Your instructions
Rewrite the lines starting with the line with "Instruction for annotators: The target label is silver car" and going on through the line with "[28,18,778,342]", changing "chrome door handle" to "door handle" and leaving everything else unchanged.

--- START OF Material supplied ---

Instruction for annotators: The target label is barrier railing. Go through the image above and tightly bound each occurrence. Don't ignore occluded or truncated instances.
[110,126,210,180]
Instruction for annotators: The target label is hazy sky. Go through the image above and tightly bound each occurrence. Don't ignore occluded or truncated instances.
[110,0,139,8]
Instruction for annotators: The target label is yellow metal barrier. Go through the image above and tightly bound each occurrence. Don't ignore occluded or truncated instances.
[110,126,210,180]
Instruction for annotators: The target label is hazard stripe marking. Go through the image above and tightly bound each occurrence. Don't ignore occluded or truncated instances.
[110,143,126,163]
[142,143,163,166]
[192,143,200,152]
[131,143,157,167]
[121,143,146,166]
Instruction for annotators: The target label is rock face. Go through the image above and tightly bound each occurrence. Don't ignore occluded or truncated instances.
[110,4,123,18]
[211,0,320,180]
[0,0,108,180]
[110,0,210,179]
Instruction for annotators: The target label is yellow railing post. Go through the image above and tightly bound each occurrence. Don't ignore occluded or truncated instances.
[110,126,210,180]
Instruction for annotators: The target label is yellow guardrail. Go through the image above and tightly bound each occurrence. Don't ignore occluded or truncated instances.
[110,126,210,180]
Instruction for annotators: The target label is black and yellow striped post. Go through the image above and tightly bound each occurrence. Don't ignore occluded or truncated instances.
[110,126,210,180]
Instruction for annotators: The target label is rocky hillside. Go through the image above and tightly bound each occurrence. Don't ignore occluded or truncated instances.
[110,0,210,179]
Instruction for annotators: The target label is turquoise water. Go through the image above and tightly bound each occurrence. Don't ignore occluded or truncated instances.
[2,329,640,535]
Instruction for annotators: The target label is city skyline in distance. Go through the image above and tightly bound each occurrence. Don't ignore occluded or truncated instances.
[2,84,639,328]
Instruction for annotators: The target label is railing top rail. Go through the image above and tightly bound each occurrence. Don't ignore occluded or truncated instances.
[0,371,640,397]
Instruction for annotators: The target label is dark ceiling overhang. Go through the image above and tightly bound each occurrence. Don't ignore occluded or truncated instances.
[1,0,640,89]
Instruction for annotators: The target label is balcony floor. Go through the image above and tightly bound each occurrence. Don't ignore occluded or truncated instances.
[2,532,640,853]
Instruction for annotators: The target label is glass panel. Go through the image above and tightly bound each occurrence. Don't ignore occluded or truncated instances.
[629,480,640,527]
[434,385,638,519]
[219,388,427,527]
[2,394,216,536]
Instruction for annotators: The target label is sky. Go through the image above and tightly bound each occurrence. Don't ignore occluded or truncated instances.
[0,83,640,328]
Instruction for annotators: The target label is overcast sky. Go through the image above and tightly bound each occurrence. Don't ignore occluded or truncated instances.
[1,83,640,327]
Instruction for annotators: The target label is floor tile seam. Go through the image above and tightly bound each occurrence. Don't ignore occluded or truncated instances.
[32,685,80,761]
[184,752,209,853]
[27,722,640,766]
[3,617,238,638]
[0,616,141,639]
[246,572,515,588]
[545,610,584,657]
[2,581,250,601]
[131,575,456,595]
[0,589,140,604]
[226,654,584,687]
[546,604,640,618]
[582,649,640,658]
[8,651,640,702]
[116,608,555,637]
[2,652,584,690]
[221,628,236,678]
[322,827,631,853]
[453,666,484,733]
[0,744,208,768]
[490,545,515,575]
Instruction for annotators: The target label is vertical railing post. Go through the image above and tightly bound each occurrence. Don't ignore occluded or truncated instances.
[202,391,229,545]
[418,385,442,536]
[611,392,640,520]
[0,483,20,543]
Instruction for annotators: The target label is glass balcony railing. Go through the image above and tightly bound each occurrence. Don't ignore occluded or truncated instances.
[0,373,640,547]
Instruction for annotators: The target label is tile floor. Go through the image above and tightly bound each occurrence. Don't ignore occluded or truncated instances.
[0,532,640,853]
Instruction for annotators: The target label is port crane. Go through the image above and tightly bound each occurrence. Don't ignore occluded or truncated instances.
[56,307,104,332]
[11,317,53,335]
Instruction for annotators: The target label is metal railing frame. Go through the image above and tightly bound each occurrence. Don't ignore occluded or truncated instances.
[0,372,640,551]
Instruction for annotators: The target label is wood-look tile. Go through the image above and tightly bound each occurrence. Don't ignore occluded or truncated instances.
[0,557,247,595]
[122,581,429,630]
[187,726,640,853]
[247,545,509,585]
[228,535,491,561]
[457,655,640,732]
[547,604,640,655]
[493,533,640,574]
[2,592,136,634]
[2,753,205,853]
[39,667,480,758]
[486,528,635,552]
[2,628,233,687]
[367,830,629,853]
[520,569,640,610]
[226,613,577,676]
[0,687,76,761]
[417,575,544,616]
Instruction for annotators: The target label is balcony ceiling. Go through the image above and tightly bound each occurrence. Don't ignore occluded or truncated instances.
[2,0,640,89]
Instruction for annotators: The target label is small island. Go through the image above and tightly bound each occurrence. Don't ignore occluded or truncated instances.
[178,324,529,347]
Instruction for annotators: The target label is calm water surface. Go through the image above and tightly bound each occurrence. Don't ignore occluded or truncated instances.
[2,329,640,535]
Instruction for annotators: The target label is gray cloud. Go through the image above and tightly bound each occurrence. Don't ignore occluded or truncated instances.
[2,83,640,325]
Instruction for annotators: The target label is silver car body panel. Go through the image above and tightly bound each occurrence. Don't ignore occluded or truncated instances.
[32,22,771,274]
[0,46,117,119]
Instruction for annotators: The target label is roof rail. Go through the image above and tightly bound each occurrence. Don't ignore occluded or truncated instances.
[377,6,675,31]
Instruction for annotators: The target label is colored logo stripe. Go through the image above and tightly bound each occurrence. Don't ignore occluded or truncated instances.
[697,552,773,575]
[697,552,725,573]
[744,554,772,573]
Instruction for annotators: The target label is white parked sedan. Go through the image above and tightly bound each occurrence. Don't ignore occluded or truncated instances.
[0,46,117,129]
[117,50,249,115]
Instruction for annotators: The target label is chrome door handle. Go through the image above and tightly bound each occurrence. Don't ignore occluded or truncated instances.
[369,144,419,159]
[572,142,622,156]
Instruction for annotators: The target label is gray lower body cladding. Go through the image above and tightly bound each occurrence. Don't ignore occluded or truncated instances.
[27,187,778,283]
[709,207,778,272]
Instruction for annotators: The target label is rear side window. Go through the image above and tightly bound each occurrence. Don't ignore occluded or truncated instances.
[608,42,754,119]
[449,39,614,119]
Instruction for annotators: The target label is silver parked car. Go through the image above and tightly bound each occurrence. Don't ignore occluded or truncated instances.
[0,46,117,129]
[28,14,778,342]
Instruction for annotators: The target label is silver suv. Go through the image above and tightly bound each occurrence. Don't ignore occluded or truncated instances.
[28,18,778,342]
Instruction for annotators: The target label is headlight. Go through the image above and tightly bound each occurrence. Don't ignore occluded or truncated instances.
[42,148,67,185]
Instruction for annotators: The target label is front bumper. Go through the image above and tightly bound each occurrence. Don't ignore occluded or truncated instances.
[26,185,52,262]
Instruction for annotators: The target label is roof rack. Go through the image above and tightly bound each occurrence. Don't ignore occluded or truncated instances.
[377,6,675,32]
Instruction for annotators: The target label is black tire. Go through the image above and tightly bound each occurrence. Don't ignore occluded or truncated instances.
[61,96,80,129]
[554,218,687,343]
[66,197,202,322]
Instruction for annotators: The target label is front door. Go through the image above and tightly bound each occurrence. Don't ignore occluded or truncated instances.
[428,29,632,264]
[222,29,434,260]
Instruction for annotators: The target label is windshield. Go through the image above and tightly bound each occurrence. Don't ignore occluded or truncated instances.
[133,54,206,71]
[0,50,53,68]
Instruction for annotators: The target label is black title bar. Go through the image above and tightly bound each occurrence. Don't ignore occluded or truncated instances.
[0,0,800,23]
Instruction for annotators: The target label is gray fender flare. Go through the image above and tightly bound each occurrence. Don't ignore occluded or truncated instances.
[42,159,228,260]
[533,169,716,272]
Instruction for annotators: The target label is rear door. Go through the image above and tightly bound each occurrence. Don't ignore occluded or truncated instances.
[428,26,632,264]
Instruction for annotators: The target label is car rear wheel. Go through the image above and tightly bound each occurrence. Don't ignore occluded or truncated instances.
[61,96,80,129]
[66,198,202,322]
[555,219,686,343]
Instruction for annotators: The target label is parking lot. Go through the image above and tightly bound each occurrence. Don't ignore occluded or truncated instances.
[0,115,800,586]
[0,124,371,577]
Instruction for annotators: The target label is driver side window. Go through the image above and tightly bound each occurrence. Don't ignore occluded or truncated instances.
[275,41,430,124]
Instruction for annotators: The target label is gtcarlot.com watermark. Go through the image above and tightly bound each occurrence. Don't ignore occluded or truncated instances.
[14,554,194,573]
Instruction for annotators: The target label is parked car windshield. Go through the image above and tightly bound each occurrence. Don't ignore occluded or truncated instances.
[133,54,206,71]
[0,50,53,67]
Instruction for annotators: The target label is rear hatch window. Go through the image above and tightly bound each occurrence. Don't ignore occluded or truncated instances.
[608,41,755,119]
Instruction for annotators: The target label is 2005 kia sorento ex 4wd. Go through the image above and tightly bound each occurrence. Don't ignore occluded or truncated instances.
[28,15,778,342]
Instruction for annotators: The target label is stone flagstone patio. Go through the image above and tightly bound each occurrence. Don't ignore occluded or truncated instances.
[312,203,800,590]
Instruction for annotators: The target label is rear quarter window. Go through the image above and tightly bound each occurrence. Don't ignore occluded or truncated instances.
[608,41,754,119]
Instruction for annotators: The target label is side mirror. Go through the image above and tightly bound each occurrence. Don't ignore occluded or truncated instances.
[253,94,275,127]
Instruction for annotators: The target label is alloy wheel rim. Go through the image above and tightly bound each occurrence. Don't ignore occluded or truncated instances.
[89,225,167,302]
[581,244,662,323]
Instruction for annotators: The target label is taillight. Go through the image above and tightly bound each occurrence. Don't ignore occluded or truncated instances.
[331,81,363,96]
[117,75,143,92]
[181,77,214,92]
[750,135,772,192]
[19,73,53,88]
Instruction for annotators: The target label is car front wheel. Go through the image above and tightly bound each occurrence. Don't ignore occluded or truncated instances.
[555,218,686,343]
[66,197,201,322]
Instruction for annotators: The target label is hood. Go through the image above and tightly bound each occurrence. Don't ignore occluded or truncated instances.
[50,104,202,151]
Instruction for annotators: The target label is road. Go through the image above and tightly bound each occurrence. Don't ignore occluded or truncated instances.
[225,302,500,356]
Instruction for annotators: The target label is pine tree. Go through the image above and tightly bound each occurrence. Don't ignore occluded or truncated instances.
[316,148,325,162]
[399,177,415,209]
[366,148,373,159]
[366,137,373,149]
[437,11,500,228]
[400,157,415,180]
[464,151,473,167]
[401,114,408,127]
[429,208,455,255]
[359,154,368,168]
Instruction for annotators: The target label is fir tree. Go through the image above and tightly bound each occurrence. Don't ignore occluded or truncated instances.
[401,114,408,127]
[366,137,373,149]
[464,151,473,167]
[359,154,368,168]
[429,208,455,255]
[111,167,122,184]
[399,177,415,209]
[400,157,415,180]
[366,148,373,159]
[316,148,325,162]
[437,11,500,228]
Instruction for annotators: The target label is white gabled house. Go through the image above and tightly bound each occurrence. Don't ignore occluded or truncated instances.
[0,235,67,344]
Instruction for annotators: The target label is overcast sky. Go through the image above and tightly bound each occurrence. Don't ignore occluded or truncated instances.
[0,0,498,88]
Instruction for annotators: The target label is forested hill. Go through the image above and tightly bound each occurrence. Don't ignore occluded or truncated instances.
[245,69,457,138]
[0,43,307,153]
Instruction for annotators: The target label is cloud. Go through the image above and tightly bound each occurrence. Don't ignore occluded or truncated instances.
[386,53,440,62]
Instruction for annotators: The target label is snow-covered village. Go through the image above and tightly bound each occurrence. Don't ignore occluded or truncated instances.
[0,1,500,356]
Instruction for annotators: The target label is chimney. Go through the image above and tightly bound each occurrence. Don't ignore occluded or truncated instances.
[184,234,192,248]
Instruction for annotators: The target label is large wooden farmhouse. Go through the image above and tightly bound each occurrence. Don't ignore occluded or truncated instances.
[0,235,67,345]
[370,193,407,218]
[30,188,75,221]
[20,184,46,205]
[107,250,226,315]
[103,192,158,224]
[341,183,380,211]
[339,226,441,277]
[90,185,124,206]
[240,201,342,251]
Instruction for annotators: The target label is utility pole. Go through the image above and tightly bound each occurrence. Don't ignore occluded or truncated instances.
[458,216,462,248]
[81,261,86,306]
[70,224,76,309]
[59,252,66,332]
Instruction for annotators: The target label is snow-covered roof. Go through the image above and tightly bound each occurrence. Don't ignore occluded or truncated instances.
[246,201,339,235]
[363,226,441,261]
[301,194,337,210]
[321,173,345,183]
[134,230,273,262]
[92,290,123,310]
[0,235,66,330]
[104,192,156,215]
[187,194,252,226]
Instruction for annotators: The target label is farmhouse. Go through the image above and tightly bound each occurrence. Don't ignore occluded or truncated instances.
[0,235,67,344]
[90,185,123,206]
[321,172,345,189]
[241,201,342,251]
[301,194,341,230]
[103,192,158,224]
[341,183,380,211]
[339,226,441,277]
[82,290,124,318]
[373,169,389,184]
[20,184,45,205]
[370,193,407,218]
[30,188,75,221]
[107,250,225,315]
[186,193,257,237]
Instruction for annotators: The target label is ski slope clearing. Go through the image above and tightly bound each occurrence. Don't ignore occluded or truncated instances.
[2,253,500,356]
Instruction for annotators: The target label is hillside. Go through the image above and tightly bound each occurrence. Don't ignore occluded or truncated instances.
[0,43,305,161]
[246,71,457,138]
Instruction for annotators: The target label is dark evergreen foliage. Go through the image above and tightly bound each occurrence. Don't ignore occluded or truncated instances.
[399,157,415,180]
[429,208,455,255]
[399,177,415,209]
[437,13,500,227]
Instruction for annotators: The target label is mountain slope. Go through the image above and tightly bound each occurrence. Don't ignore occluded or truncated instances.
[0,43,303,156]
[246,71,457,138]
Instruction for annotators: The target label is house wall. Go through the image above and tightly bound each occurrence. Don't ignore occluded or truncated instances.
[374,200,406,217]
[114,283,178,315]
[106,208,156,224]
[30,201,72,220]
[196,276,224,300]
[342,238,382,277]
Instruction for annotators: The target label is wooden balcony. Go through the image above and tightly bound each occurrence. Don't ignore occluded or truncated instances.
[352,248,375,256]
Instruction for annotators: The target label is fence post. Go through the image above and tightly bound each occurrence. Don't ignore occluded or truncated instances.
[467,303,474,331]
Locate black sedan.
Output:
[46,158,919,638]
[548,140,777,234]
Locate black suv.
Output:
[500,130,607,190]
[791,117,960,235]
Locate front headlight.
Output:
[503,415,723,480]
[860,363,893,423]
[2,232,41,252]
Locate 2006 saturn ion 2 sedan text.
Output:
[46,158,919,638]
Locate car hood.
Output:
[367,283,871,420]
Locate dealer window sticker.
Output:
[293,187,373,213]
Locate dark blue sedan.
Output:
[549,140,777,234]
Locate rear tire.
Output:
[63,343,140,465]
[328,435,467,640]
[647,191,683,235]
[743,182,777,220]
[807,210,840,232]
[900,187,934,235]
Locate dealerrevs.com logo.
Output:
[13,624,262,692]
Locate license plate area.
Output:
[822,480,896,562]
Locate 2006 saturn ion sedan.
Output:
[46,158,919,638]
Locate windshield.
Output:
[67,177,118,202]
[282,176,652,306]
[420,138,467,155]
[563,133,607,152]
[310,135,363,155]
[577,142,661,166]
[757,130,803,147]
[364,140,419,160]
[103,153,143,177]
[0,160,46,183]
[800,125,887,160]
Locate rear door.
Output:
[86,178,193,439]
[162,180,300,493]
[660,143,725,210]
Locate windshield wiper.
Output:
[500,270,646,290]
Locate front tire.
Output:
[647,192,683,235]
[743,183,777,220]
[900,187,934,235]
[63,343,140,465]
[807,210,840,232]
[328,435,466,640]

--- END OF Material supplied ---

In response
Instruction for annotators: The target label is silver car body panel. Go through the image above and tightly bound each occurrence. Don't ignore occluded or truncated instances.
[32,22,771,274]
[0,46,117,119]
Instruction for annotators: The target label is roof rail. Go through the image above and tightly bound each occurrence. Don't ignore occluded or truncated instances.
[377,6,675,31]
Instruction for annotators: The target label is colored logo stripe. Go through the image above and tightly bound each occurrence. Don't ignore occluded or truncated instances.
[697,552,773,575]
[697,552,725,573]
[744,554,772,573]
Instruction for annotators: The target label is white parked sedan. Go through the image above and tightly bound each occurrence. Don't ignore occluded or truncated instances.
[0,46,117,129]
[117,50,249,115]
Instruction for annotators: The target label is door handle. Go through the image above and tightly bound each occurrence. Don't ignore occluded or truncated instances.
[369,144,419,159]
[572,142,622,156]
Instruction for annotators: The target label is gray lower body cladding. Go through the image above and tightly bound each occurrence. Don't ignore occluded or truncated instances.
[27,187,778,283]
[709,207,778,272]
Instruction for annotators: The target label is rear side window. Go through the image above and tightly bound each occurrence. Don't ignore occluded or truncated instances.
[608,42,754,119]
[449,39,614,119]
Instruction for annotators: The target label is silver parked car. Go through the image above and tightly bound each occurrence. Don't ignore occluded or truncated instances.
[0,46,117,129]
[28,14,778,342]
Instruction for annotators: The target label is silver suv. Go through the image above and tightly bound each occurrence. Don't ignore occluded or truncated instances.
[28,18,778,342]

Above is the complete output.